Reproduce each of the entries below word for word, omitting the pictures.

_Given data_
###

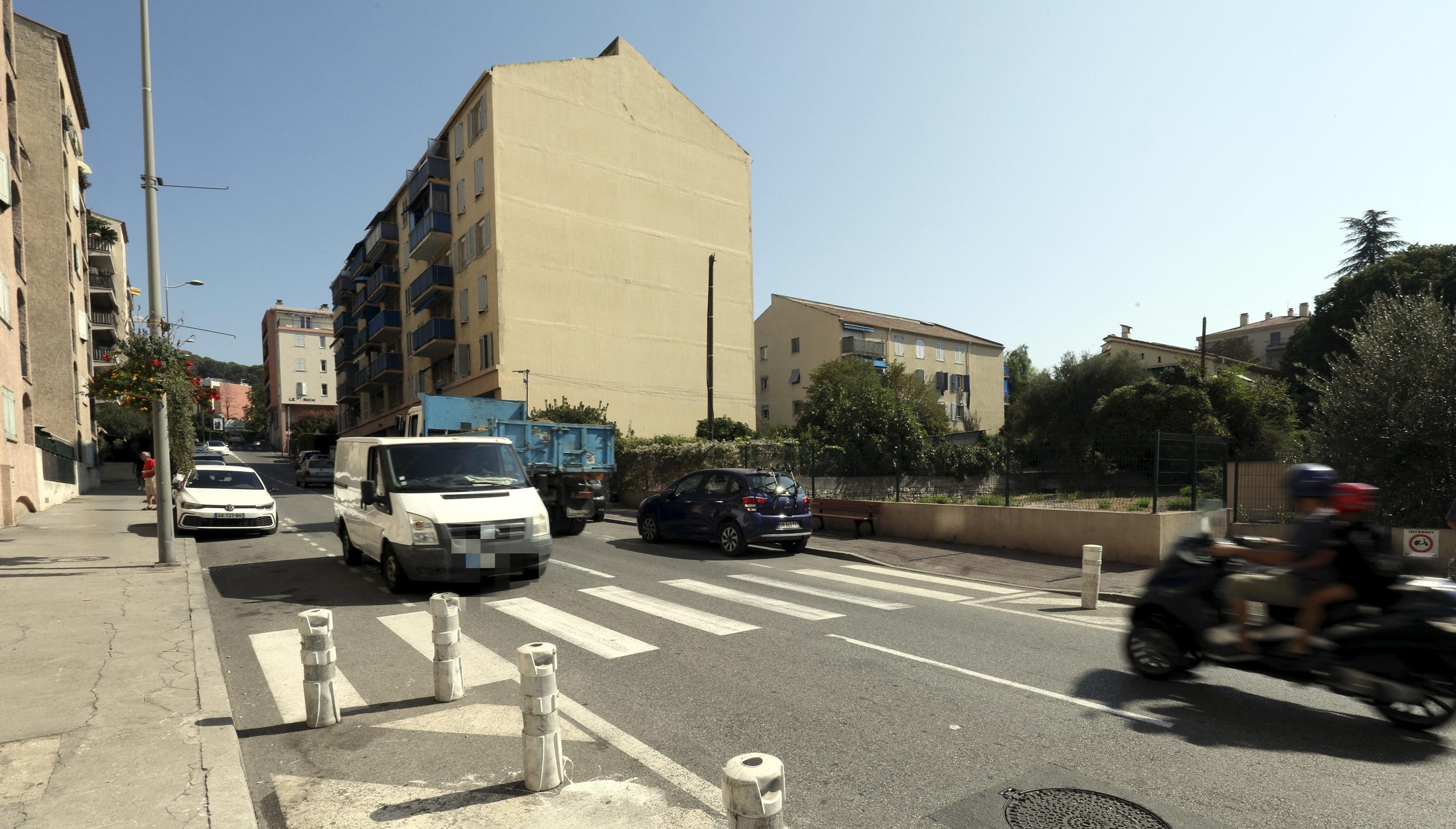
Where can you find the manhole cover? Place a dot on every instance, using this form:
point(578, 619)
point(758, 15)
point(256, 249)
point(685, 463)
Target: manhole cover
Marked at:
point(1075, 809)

###

_Response to this task_
Where can you find the manhole cover? Place a dot on every instance, using this form:
point(578, 619)
point(758, 15)
point(256, 249)
point(685, 463)
Target: manhole cover
Marked at:
point(1075, 809)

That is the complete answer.